+++ SUPPLIED MATERIAL +++
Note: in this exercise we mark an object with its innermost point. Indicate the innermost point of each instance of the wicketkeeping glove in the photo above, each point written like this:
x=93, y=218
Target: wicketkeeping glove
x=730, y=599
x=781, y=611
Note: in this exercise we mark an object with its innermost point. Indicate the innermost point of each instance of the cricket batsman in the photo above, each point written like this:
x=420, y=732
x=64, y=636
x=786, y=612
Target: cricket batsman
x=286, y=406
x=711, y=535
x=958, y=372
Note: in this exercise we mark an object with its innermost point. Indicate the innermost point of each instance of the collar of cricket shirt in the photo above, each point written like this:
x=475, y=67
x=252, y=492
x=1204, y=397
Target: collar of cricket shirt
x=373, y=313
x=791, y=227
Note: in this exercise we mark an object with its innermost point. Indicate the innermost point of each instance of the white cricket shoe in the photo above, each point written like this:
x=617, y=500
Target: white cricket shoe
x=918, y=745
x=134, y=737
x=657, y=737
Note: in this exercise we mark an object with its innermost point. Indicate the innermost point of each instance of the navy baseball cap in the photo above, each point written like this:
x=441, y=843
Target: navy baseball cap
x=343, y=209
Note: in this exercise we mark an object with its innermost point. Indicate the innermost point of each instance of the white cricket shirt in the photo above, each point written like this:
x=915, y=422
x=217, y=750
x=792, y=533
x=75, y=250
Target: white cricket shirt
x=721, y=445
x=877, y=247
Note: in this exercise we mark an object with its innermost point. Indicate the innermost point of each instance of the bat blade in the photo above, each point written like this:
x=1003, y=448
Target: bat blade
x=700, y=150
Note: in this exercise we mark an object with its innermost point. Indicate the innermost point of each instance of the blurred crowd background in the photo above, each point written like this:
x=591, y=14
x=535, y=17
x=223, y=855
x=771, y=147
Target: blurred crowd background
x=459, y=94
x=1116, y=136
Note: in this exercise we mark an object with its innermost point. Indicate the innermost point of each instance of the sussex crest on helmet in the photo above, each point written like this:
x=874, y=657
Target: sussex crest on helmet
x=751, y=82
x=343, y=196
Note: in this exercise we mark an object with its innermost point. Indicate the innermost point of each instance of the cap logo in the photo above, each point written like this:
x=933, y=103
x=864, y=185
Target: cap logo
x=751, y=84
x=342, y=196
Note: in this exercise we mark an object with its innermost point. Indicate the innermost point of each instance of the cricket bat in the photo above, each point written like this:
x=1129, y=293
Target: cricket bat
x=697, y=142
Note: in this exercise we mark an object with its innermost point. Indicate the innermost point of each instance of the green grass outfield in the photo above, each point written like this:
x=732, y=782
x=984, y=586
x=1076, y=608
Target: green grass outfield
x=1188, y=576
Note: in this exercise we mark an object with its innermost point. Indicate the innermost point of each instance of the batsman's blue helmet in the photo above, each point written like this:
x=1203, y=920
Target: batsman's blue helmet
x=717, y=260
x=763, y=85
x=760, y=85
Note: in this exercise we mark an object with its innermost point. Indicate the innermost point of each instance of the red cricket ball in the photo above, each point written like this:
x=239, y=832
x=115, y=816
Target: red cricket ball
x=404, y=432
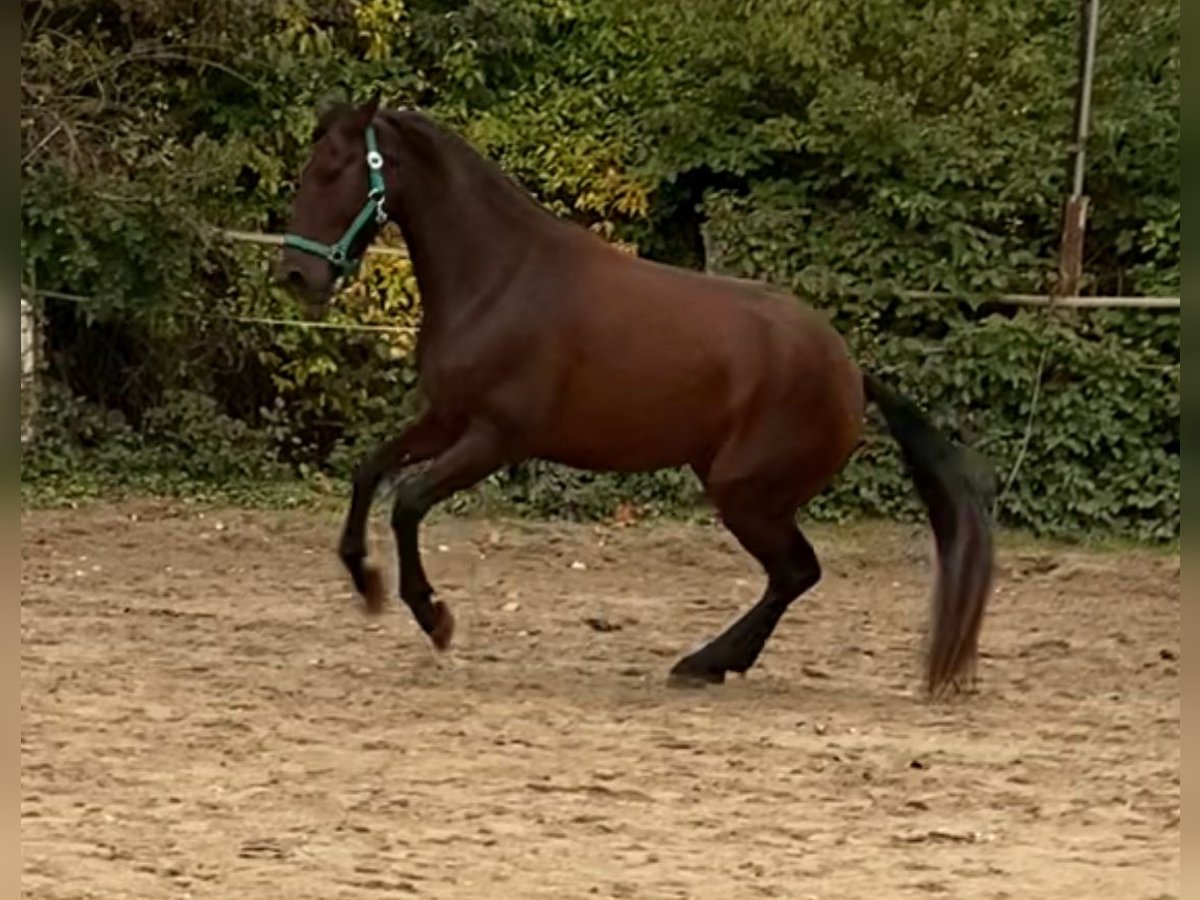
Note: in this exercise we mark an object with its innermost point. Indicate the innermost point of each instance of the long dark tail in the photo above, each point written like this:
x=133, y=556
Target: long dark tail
x=957, y=492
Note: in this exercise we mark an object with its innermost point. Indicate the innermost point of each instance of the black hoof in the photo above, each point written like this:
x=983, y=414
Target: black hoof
x=693, y=673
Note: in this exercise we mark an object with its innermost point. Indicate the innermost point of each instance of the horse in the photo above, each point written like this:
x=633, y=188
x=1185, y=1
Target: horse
x=539, y=340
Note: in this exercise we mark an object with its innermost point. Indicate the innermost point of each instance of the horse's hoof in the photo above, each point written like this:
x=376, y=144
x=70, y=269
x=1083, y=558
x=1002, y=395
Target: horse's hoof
x=375, y=598
x=690, y=675
x=443, y=625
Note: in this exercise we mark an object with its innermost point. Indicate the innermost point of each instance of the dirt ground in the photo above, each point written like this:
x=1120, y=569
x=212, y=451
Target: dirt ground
x=205, y=714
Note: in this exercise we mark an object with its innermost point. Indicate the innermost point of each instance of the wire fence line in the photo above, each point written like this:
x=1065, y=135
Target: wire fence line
x=1078, y=303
+++
__WORK ITEM__.
The whole listing above, word for word: repeat it with the pictures excluded.

__OUTPUT OF THE TASK__.
Note: in this exercise we mark an object with its innermost point. Indicate the innermost point of each instance of the wicketkeeping glove in the photo above, each point written like this:
x=93, y=218
Target: wicketkeeping glove
x=730, y=599
x=781, y=611
Note: in this exercise we mark an object with its innermost point. Indicate the innermost point of each instance of the cricket batsman in the photo above, each point written like this:
x=420, y=732
x=64, y=636
x=786, y=612
Target: cricket batsman
x=286, y=406
x=711, y=535
x=958, y=372
Note: in this exercise we mark an object with its innermost point. Indicate the innermost point of each instance of the collar of cricket shirt in the photo above, each point written like this:
x=475, y=67
x=252, y=492
x=1204, y=397
Target: collar of cricket shirt
x=373, y=313
x=791, y=227
Note: in this exercise we mark an object with its innermost point. Indicate the innermost point of each instance of the white cricket shoe in the photo above, each point written like this:
x=617, y=500
Target: white cricket shoe
x=918, y=745
x=134, y=737
x=657, y=737
Note: in this exercise we mark an object with its innermost point. Indicate the innermost point of each instance of the navy baseball cap in the photo above, each point written like this:
x=441, y=843
Target: navy baseball cap
x=343, y=209
Note: in this exercise we mark an object with its innermost point. Indicate the innermost point of each instance of the white cricket shirt in the photo above, each point written like this:
x=915, y=422
x=217, y=750
x=792, y=533
x=75, y=250
Target: white cricket shirt
x=721, y=445
x=877, y=247
Note: in this exercise we mark an object with its innermost point. Indicate the innermost point of each instance of the bat blade in the photo above, each point written like this:
x=1003, y=448
Target: bat blade
x=700, y=150
Note: in this exercise we mark an object with its innermost point. Indicate the innermost point of each instance of the blurred crowd background in the photo above, each point written like this:
x=591, y=14
x=535, y=17
x=223, y=855
x=771, y=147
Target: blurred crowd background
x=459, y=94
x=1116, y=136
Note: in this exercise we mark an object with its innermost point. Indicate the innermost point of each instance of the sussex crest on helmet in the photo above, each point written like this:
x=874, y=657
Target: sussex crest on helmet
x=751, y=82
x=343, y=196
Note: in this exercise we mark an object with its innermost point. Indicate the innermost point of each instance of the cap logo in the photo above, each point written like this:
x=933, y=103
x=864, y=185
Target: cap logo
x=751, y=84
x=342, y=196
Note: in this exercise we mark an object with its innermost point. Indicate the innermost point of each instance of the cricket bat in the photo above, each point written like this:
x=1129, y=293
Target: cricket bat
x=697, y=142
Note: in this exercise we mark an object with its innermost point. Indicate the innermost point of each instance of the green grass outfield in the photo above, each point written like this:
x=732, y=782
x=984, y=586
x=1076, y=608
Target: green grass outfield
x=1188, y=576
Note: in this exercise we mark an object with its innermost point. Indicate the innermost point of each instance of the batsman's blue helmet in the photo above, each point written like this:
x=1203, y=920
Target: batsman's blue helmet
x=717, y=260
x=763, y=85
x=760, y=85
Note: in this exercise we mark an object with its innermost point. Indicate the innermost point of each instance of the red cricket ball in the photo above, each point written like this:
x=239, y=832
x=115, y=816
Target: red cricket ball
x=404, y=432
Note: in this exercise we mark an object with its innermost point. Indicate the innermost point of each instance of the long dark tail in the photo above, each point written like this:
x=133, y=556
Target: long dark tail
x=957, y=492
Note: in this exercise we mark an object with its innermost point. Indicate the innermost point of each instance of the black hoof in the photo above, each point written like this:
x=983, y=414
Target: black hoof
x=693, y=673
Note: in this exercise we mark an object with its innermost point. Indicate the innermost point of each instance of the horse in the photo above, each point written like this:
x=633, y=188
x=1185, y=1
Target: horse
x=539, y=340
Note: in this exercise we mark an object with its innermost point. Indicate the innermost point of each instance of the horse's hoof in the photo above, each point written like this:
x=376, y=144
x=70, y=269
x=1083, y=558
x=1002, y=395
Target: horse's hoof
x=375, y=598
x=690, y=675
x=443, y=625
Note: in this exercise we mark an object with its innermost point. Indicate the innermost point of each instance of the dirt ground in the photo above, each point written like this:
x=1120, y=569
x=212, y=451
Target: dirt ground
x=205, y=714
Note: in this exercise we mark an object with its innermost point. Indicate the innermost point of each instance of the wire fence line in the photo above, each point written like this:
x=1065, y=135
Target: wire fence line
x=1078, y=303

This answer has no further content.